┌─ Document excerpt
Posted on 12/09/2019 6:50:54 AM PST by karpov
On Tuesday the Supreme Court will consider in Maine Community Health Options v. U.S. whether Congress can limit the spending discretion it has previously granted to the executive branch.
Four health insurers have sued the government for not making payments they say they are entitled to under the Affordable Care Acts risk corridors. The temporary program was intended to entice insurers to join the ObamaCare exchanges by minimizing their potential losses and giving them time to calibrate premiums and risk pools.
Under a formula in the ACA, relatively profitable insurers for the first three years of the exchanges were required to pay into a program administered by the Department of Health and Human Services. Insurers that lost money could recoup losses from this program. Not surprisingly, many insurers underpriced their plans.
As a result, projected payments to insurers have exceeded corridor contributions by $12 billion. Republicans sought to stop the Obama Administration from rescuing insurers and its quarter-baked law by expressly barring HHS in a 2015 appropriations bill from spending discretionary funds for risk-corridor payments.
└─
┌─ Data rows
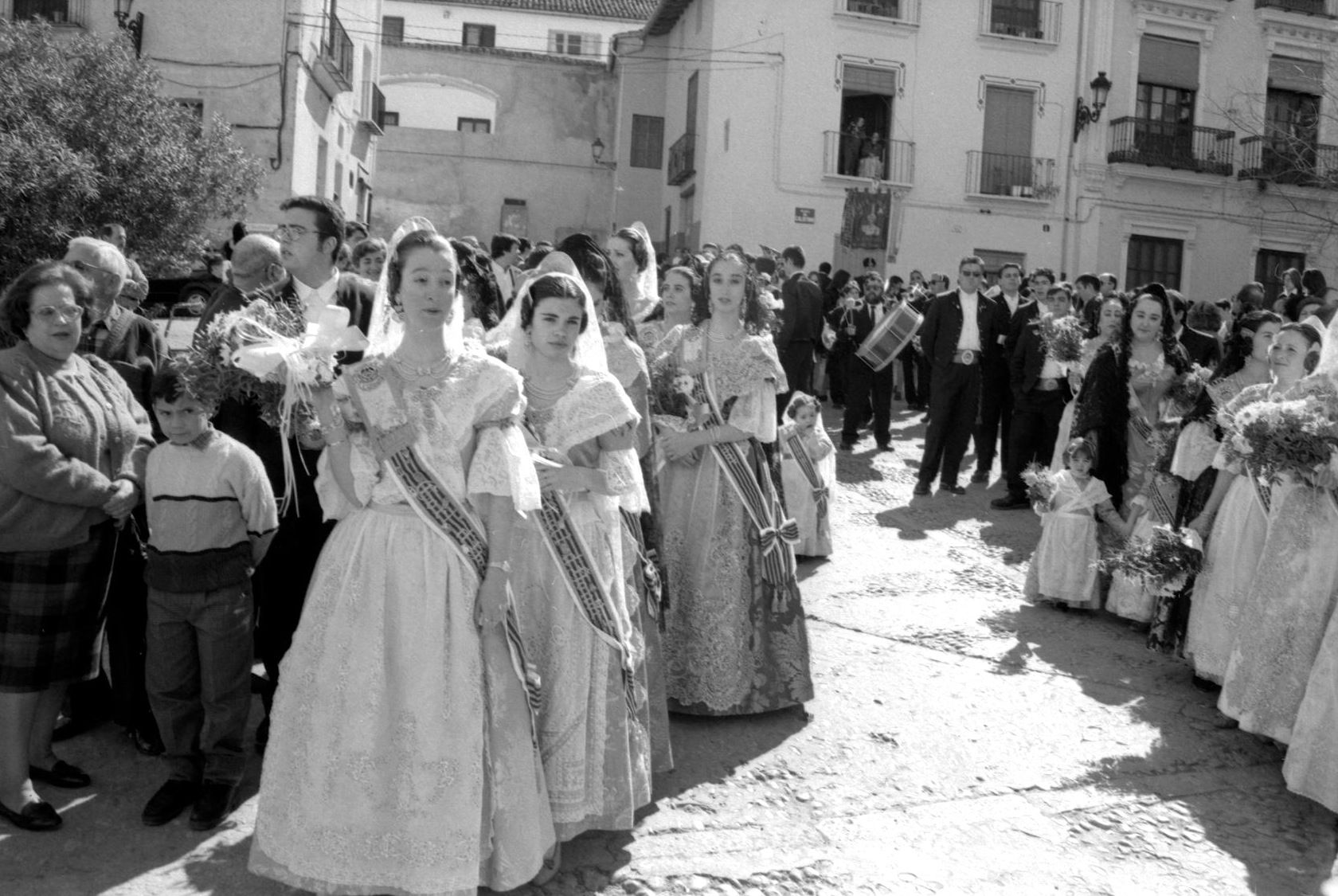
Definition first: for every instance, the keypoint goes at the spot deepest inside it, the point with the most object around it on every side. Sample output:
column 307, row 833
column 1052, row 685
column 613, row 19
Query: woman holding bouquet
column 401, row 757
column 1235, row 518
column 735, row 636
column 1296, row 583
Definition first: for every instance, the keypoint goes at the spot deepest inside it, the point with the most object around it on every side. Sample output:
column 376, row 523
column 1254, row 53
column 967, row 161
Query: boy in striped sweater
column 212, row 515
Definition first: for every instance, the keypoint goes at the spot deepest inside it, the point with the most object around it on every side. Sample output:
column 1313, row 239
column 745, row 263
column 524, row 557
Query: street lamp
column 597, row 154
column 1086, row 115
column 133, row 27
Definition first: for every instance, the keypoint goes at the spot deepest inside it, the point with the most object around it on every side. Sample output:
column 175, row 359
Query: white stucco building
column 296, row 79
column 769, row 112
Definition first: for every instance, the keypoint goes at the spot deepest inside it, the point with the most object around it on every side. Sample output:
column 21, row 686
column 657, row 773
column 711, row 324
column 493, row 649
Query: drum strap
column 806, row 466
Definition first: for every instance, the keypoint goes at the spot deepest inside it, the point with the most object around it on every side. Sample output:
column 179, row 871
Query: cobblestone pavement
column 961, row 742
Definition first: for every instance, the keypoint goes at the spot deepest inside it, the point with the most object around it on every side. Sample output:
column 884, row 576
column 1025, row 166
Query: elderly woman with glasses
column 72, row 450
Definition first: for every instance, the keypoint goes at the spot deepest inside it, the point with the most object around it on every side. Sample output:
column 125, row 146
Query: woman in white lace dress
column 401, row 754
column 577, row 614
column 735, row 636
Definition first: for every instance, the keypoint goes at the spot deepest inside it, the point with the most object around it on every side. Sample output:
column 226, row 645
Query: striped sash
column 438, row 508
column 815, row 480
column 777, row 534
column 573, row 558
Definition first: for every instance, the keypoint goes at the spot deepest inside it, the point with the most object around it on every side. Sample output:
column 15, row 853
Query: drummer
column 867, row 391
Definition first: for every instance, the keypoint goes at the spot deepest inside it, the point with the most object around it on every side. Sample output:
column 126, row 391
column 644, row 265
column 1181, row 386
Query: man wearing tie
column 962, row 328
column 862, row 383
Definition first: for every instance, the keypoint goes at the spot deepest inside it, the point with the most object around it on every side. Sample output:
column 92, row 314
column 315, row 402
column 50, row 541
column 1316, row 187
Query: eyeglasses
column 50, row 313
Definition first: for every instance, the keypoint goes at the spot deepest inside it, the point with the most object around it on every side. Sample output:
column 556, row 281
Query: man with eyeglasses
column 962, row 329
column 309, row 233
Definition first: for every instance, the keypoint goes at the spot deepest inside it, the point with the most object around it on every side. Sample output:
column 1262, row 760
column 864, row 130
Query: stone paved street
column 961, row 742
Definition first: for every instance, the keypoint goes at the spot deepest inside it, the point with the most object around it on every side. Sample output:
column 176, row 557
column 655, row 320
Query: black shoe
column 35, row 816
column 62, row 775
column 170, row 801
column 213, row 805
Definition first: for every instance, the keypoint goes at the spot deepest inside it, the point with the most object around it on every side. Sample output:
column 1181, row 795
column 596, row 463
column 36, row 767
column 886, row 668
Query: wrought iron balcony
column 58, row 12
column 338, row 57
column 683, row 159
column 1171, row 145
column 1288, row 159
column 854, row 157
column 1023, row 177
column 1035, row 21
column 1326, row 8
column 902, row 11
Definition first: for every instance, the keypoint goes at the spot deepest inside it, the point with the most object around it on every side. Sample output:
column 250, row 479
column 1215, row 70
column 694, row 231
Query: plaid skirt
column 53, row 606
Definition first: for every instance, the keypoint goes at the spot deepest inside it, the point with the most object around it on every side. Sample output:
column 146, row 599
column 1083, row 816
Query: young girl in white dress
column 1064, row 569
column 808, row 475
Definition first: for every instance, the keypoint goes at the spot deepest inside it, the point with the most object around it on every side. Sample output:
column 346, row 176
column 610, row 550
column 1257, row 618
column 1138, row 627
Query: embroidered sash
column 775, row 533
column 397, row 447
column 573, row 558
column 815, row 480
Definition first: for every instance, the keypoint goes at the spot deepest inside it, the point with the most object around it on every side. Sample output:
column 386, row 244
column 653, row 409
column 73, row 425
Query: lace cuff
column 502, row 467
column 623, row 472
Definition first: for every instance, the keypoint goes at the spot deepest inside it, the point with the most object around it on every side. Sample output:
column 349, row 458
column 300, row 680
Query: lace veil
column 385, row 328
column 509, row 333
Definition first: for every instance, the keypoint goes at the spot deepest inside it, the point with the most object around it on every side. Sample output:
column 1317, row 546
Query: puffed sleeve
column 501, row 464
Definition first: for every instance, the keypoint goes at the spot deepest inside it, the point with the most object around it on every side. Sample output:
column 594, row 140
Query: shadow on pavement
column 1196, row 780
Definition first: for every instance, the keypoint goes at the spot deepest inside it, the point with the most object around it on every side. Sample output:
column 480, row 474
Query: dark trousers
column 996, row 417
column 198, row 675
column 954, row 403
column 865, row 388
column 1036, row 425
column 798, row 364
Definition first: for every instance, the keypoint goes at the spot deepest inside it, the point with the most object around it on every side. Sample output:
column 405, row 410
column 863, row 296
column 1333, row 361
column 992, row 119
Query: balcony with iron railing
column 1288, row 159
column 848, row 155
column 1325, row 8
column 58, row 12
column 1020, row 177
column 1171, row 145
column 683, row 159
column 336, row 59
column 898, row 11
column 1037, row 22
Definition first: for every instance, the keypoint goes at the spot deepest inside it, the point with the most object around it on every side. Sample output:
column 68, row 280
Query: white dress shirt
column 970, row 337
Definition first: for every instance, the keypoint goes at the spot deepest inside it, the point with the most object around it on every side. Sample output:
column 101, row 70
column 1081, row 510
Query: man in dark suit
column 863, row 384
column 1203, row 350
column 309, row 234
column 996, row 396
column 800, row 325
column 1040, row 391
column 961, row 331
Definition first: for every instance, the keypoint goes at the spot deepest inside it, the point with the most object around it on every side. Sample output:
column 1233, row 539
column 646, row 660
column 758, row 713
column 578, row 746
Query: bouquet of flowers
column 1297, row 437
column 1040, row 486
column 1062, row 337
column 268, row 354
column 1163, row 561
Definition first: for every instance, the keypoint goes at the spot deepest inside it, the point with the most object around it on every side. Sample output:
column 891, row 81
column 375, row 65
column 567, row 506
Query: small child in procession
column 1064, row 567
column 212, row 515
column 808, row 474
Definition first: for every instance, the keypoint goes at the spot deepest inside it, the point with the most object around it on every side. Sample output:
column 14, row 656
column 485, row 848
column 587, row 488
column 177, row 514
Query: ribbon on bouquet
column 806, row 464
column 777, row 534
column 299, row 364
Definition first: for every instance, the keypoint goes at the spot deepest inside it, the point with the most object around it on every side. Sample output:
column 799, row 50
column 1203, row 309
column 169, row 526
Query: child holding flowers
└─
### Exercises:
• A. Answer these questions using the post about the risk-corridor case.
(i) How many health insurers sued the government?
(ii) Which department administered the program that profitable insurers paid into?
(iii) By how much have projected payments to insurers exceeded corridor contributions?
• B. Rewrite a part of the post about the risk-corridor case, beginning at the words "As a result, projected" and stopping after "for risk-corridor payments.". Replace "appropriations bill" with "spending bill".
• C. Extend the post about the risk-corridor case past its last sentence.

### Answers to the exercises:
• A.
(i) Four.
(ii) The Department of Health and Human Services.
(iii) $12 billion.

• B.
As a result, projected payments to insurers have exceeded corridor contributions by $12 billion. Republicans sought to stop the Obama Administration from rescuing insurers and its quarter-baked law by expressly barring HHS in a 2015 spending bill from spending discretionary funds for risk-corridor payments.

• C.
Essentially Congress required the risk corridors to be budget neutral even though the ACA didnt explicitly say the program had to be. Payments to insurers were pro-rated based on funds collected. Yet insurers argue that HHS is obligated to make risk-corridor payments under the ACA formula unless Congress explicitly repeals the program. They claim Congress created an implied contract that it cant revoke with an appropriations rider. But the Court has long held that legislation and regulation do not establish the governments intent to bind itself in a contract absent a clear indication to the contrary. Insurers did not sign contracts with the government.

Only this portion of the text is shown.